▶ [WHAT TO DO] Check each line of the entries. Copy the ones that contain the string "segment".

*** INPUT MATERIAL Section Begins ***

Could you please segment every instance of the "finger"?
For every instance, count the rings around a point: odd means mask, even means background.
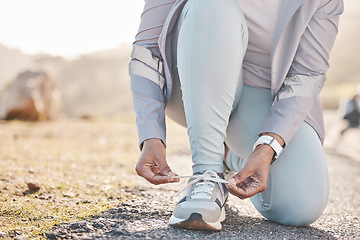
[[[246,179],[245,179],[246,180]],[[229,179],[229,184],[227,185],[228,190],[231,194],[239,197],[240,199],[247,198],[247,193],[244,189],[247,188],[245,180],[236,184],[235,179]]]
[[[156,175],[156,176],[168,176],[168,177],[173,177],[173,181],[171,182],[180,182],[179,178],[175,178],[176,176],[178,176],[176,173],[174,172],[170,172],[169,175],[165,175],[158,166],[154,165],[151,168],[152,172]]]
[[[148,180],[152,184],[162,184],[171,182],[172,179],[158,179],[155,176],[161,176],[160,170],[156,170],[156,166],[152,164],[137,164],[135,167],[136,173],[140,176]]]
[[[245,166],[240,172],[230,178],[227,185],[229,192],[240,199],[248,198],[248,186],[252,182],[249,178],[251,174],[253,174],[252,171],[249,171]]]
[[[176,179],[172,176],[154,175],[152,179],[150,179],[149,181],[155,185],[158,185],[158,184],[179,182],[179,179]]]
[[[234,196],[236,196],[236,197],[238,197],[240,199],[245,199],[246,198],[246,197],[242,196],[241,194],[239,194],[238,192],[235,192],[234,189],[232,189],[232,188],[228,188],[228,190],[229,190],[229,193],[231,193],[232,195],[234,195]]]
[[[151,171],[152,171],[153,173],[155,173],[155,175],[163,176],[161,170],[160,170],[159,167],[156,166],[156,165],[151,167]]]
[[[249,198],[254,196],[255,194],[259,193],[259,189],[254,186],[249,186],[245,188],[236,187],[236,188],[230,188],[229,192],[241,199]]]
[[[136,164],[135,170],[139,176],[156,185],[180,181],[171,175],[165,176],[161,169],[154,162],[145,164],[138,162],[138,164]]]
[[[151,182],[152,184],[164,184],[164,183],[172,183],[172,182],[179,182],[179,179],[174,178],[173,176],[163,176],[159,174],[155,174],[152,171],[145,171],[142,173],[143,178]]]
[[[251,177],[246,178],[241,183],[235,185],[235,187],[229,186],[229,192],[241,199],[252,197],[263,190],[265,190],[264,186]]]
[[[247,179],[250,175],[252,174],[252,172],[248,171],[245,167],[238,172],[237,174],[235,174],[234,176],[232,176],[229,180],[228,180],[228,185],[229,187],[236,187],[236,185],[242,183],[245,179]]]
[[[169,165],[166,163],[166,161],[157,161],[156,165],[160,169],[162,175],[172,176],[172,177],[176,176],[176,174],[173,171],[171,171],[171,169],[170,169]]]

*** INPUT MATERIAL Section Ends ***
*** INPUT MATERIAL Section Begins ***

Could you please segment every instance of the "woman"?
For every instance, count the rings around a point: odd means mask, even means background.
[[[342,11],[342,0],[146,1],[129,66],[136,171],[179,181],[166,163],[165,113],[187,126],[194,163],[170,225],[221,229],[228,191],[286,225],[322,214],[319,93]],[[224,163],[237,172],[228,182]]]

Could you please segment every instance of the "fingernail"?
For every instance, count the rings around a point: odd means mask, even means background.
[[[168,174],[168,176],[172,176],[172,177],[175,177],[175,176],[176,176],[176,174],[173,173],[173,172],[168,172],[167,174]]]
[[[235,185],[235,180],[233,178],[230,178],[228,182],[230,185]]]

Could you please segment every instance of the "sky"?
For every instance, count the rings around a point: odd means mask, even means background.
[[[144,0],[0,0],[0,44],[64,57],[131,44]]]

*** INPUT MATERIAL Section Ends ***
*** INPUT MATERIAL Section Begins ***

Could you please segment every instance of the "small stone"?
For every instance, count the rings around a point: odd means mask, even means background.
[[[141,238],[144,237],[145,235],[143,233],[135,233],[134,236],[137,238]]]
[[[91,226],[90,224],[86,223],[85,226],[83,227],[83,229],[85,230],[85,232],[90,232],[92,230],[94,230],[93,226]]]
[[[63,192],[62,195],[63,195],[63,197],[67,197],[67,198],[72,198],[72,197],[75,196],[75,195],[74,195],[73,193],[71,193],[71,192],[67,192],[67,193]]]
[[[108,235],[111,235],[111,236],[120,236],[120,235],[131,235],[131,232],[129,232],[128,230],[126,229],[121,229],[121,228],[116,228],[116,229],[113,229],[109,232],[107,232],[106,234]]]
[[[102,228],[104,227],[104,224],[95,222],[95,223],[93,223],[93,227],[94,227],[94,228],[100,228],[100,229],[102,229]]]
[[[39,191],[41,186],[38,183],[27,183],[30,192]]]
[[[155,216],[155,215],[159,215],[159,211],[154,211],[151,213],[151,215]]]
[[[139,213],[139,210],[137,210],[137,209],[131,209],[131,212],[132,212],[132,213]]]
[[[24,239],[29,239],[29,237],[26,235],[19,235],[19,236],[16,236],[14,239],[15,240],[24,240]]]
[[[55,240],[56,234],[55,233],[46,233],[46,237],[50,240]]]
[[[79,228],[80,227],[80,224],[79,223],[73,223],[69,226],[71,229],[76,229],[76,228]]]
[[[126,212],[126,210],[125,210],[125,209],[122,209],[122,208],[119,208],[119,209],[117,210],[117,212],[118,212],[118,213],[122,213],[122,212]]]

*** INPUT MATERIAL Section Ends ***

▶ [ANSWER TO THE PROBLEM]
Could you please segment every instance of the "finger"?
Could you please segment every instance of the "woman"?
Could you please segment every instance of the "fingernail"?
Could you please segment every instance of the "sky"?
Could you please segment every instance of the "small stone"?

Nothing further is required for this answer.